● SELECTED EXTRACT
· · ·

SOLVED: Modern kernels fail to boot on old quad processor Pentium Pro server (Updated x3)

I’ve got an ancient Olivetti Netstrada, a deskside server system with quad Pentium Pro 200MHz processors, 256MB RAM, dual power supplies and five 4GB SCSI drives.

It’s been running Ubuntu 8.04 for ages and I found that with my partitioning layout (set up for testing ZFS-fuse ages ago) I couldn’t upgrade it without major surgery so I decided I’d just put Debian on it instead. That’s where I hit problems..

  1. Debian/kfreebsd (Squeeze & daily) – kernel panics very early with panic: vm_fault: fault on nofault entry, addr: c3925000.
  2. Debian/Linux Squeeze – CD boot loader hangs before getting to menu
  3. Debian Lenny – install kernel panics when uncompressing the initramfs, claims it’s out of memory.

Fortunately the Debian Etch install CD boots and installs correctly, only problem is that Etch is now archived and there are no updates for it..

· · ·

● WORK REQUEST A
Write out the passage of the server boot post starting with "2. Debian/Linux Squeeze" and going on through "out of memory.".
● WORK REQUEST B
Extend the post about the Pentium Pro server's boot failures, picking up after its last sentence.

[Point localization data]
· · ·

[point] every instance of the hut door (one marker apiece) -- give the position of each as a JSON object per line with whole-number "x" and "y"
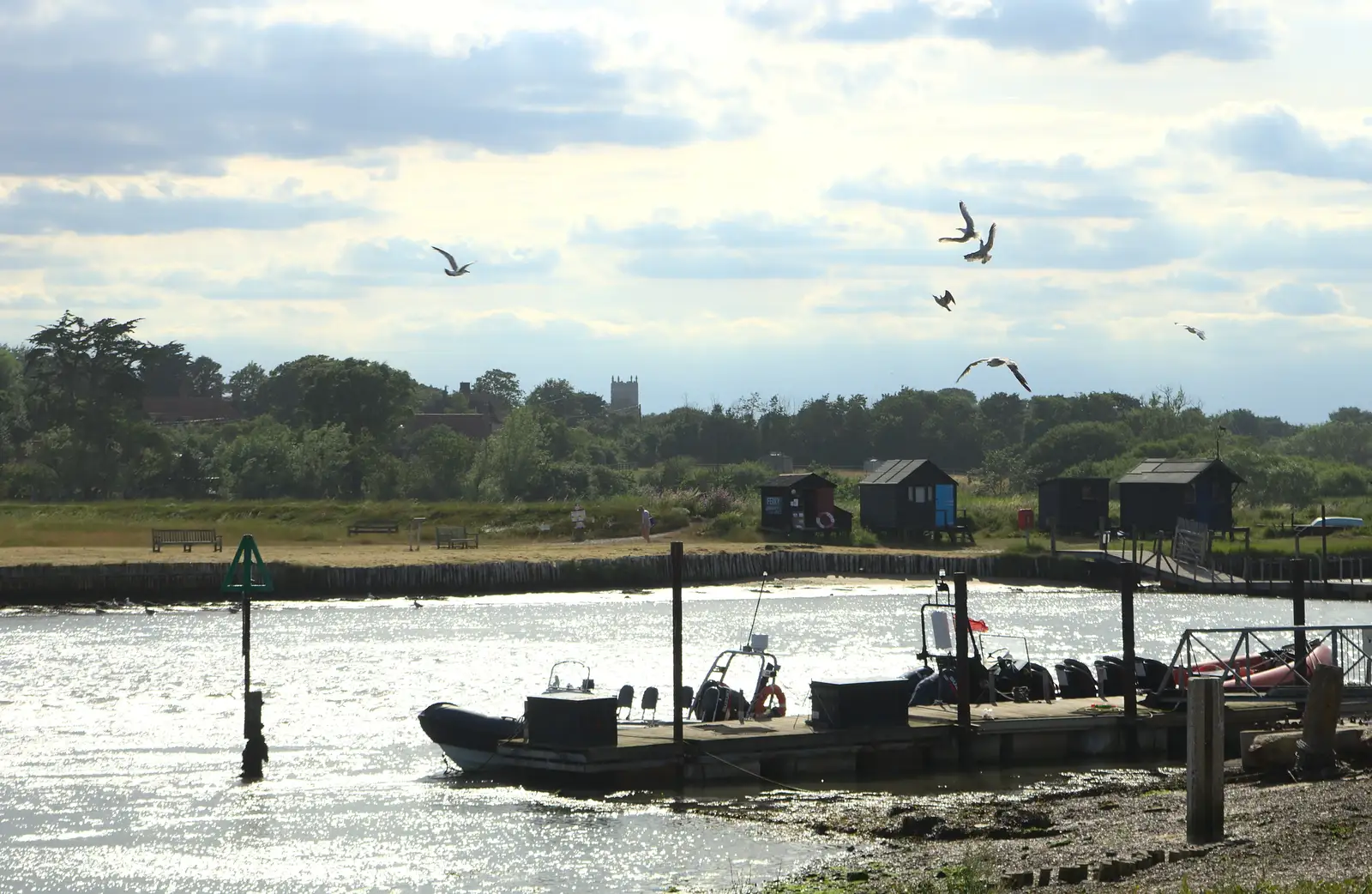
{"x": 946, "y": 505}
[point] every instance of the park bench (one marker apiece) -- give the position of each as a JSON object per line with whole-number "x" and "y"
{"x": 453, "y": 537}
{"x": 187, "y": 539}
{"x": 374, "y": 528}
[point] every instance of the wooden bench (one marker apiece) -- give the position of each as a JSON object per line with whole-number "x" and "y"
{"x": 374, "y": 528}
{"x": 187, "y": 539}
{"x": 453, "y": 537}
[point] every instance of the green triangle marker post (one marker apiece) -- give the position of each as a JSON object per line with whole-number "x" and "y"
{"x": 249, "y": 574}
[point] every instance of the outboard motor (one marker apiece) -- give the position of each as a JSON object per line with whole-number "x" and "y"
{"x": 1150, "y": 674}
{"x": 936, "y": 687}
{"x": 1074, "y": 680}
{"x": 1110, "y": 674}
{"x": 717, "y": 702}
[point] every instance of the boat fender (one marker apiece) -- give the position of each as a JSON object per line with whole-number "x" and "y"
{"x": 761, "y": 702}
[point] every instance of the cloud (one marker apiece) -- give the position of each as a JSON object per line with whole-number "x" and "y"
{"x": 759, "y": 247}
{"x": 864, "y": 301}
{"x": 34, "y": 209}
{"x": 1298, "y": 299}
{"x": 1276, "y": 141}
{"x": 1198, "y": 281}
{"x": 292, "y": 91}
{"x": 17, "y": 256}
{"x": 1067, "y": 187}
{"x": 1134, "y": 32}
{"x": 1282, "y": 246}
{"x": 361, "y": 267}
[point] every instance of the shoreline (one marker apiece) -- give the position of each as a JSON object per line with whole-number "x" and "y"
{"x": 390, "y": 571}
{"x": 1128, "y": 834}
{"x": 52, "y": 576}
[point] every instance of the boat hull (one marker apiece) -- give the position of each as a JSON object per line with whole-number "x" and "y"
{"x": 470, "y": 739}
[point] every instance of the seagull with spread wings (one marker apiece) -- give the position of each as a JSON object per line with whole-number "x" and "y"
{"x": 984, "y": 251}
{"x": 453, "y": 268}
{"x": 969, "y": 233}
{"x": 998, "y": 361}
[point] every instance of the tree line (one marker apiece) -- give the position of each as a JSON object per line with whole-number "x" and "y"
{"x": 73, "y": 427}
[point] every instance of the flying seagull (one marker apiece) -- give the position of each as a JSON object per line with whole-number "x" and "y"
{"x": 969, "y": 233}
{"x": 998, "y": 361}
{"x": 984, "y": 251}
{"x": 453, "y": 268}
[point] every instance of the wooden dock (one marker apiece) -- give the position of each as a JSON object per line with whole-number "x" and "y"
{"x": 1068, "y": 732}
{"x": 1255, "y": 577}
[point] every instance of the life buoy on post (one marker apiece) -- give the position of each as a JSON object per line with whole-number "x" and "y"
{"x": 761, "y": 702}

· · ·

● WRITTEN RESPONSE A
2. Debian/Linux Squeeze – CD boot loader hangs before getting to menu
  3. Debian Lenny – install kernel panics when uncompressing the initramfs, claims it’s out of memory.

● WRITTEN RESPONSE B
I dist-upgraded to Lenny and found that the latest kernel there still panics on boot, but the user space is OK. Then I went to Squeeze and found that yes, the Squeeze kernel hangs very early, just after saying it was booting the kernel after uncompressing. Unfortunately the udev in Squeeze won’t work with the Etch kernel, but all that’s broken so far is bringing up the network interface and I can do that by hand with dhclient eth0. Oh, and grub2 hangs (which I suspect is the same issue as the install CD).

I’ve tried building my own kernel using 2.6.38.3 starting with an “allnoconfig” to disable everything and only turn on the minimum necessary, but that has the same behaviour as the 2.6.32 kernel that is in Squeeze, the last thing printed to the console is:

Booting the kernel.

which is at the end of the decompress_kernel() function in arch/x86/boot/compressed/misc.c.

Does anyone have any ideas before I go and throw myself on the tender mercies of the LKML ?

Update: Both Alan Cox and Ingo Molnar suggested using the earlyprintk=vga option which I’d not stumbled across before, that revealed that the 2.6.39-rc4 kernel is misdetecting LOWMEM as 16MB not 256MB which could explain a lot. It also reminded me that I’d seen this before and had an offlist conversation with H. Peter Anvin about it in 2008 which tailed off due to work pressures on his part.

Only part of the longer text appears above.